[Material provided start]
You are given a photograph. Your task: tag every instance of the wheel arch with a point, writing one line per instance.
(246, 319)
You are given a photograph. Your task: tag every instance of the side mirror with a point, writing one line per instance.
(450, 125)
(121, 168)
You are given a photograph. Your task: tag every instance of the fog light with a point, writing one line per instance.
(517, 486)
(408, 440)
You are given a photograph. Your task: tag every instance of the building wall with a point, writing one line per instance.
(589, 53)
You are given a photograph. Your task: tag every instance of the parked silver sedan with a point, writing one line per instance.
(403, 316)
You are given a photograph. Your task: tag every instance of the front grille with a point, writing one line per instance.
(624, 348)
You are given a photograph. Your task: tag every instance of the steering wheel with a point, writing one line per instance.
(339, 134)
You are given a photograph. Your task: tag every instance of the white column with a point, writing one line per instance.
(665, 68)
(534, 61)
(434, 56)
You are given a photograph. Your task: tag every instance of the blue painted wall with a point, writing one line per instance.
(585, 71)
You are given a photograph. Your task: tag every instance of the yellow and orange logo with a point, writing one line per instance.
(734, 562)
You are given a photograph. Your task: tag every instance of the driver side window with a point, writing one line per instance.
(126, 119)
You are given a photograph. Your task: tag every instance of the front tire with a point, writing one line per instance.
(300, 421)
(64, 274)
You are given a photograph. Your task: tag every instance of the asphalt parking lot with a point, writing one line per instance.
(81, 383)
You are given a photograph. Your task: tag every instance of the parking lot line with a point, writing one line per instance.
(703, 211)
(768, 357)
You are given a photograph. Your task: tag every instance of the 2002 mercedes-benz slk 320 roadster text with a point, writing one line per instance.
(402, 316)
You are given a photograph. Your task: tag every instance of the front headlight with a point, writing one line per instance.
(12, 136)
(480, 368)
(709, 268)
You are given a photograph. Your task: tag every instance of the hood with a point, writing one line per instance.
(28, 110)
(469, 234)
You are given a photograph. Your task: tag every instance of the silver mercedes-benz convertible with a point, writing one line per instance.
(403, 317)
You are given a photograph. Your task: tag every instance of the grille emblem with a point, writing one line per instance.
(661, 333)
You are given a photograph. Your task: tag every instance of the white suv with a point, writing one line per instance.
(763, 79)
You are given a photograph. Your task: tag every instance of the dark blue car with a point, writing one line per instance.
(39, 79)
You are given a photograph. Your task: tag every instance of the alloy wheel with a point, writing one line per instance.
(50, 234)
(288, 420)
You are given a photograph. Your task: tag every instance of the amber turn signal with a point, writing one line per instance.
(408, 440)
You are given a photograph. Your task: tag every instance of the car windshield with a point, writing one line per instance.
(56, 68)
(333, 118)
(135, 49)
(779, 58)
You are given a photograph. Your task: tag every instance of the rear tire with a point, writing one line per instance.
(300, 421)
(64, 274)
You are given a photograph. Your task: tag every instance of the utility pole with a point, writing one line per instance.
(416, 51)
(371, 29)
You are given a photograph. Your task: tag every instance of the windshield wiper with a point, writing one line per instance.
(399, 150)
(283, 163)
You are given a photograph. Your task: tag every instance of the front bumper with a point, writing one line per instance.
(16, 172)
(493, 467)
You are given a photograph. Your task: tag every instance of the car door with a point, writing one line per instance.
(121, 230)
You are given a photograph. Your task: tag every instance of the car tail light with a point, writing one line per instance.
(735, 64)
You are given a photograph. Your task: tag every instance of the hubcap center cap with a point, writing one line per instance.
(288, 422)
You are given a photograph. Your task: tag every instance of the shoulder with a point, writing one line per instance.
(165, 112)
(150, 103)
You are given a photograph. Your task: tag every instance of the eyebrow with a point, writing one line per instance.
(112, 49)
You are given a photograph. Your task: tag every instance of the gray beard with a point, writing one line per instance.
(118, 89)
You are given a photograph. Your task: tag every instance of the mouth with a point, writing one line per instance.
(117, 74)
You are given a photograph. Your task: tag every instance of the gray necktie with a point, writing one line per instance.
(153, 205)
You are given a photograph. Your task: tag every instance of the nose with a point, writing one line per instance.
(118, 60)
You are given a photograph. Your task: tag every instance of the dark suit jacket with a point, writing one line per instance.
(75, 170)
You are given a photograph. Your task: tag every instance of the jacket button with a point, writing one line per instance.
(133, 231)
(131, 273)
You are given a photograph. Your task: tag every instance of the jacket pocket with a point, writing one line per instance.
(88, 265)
[Material provided end]
## Exercise
Reproduce the lines from the one containing "of the hubcap" through the last line, substituting "mark" for "tag" and leaving everything else unchanged.

## Response to the task
You are given a photograph. Your task: mark every instance of the hubcap center cap with a point, writing one line per instance.
(288, 422)
You are given a photograph. Your task: mark every instance of the shoulder with a point, writing one line per instance.
(165, 112)
(150, 103)
You are given a photograph. Your task: mark every instance of the eyebrow with a point, writing one line per instance.
(112, 49)
You are given a photograph. Your task: mark every instance of the gray beard with a point, writing one line per instance.
(118, 89)
You are given a photograph. Your task: mark every instance of the mouth with a point, writing one line per instance.
(117, 74)
You are given a photograph. Your task: mark every instance of the gray necktie with a point, writing one line per instance.
(153, 205)
You are given a photograph. Your task: mark every instance of the nose with a point, writing one line per instance.
(118, 60)
You are given a photograph. Your task: mark every instance of the dark suit jacket with a point, writing one line per instance.
(75, 170)
You are given a photograph. Your task: mark every instance of the jacket button with a point, writing one line per instance.
(133, 231)
(131, 273)
You are given a photograph. Your task: mark every instance of the jacket pocket with a point, writing one line per instance.
(88, 265)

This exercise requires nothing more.